SHORT EXERCISE:
Extract all records. Keep each one exact.
#####
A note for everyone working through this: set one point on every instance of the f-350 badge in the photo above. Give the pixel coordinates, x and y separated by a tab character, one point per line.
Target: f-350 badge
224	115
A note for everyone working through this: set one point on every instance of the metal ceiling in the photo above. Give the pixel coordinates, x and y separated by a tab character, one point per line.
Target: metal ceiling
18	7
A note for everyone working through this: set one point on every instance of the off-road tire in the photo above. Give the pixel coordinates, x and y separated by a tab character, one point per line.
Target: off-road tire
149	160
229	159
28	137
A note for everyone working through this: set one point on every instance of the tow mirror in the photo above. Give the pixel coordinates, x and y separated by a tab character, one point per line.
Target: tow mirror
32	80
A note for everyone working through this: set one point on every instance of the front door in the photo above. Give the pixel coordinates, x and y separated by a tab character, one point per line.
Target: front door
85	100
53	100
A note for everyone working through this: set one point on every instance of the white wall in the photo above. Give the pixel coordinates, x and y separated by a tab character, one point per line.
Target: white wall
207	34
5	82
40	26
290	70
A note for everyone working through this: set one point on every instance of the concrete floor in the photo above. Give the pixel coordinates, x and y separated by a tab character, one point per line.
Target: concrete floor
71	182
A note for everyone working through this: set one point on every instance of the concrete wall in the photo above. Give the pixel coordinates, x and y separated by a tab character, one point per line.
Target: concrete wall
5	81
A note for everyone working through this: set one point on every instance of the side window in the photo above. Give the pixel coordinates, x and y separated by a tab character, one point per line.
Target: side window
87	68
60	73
#####
OUTPUT OF THE TASK:
A note for everyone working through this: set one point on every instance of the f-350 badge in the photo above. Give the pixel coordinates, x and y separated by a tab character, one point per line.
Target: f-350 badge
224	115
A note for everyone working through this: set one point on every instance of the metal ceiling in the photo above. Give the pixel coordinates, x and y separated by a tab character, one point per line.
Target: metal ceiling
18	7
A note for everyone working through this: set one point on every instance of the off-road tire in the photo above. Give the pixel coordinates, x and y separated by a tab character, one point per line.
Target: off-road tire
149	160
229	159
28	137
A note for everyone working through this: set one point on every instance of the tow mirror in the photo above. Give the pixel coordinates, x and y separated by a tab character, one point per line.
Target: tow mirror
32	80
A note for everyone working through this: set one point on every instance of the front door in the photo above. Give the pixel coordinates, x and y separated by a tab character, one point per line.
Target: front door
85	100
53	100
A note for everyone working through this: set one point on every instance of the white wall in the photo above. Give the pixel coordinates, x and y separated by a tab character, one point per line.
Target: white wall
207	34
5	82
40	26
290	70
A note for everyone working through this: set one point on every instance of the concrete floor in the photo above. Give the pixel coordinates, x and y separated by a tab character, one point per line.
Target: concrete floor
71	182
A note for everyone working through this: set one point on every instance of the concrete wall in the photo above. Give the pixel coordinates, x and y separated by a tab character, one point per line.
Target: concrete wall
5	81
A note for everyone working through this: set one point on every instance of the side window in the photo above. Give the pixel coordinates, x and y separated by a tab character, one point per line.
Target: side window
87	68
60	73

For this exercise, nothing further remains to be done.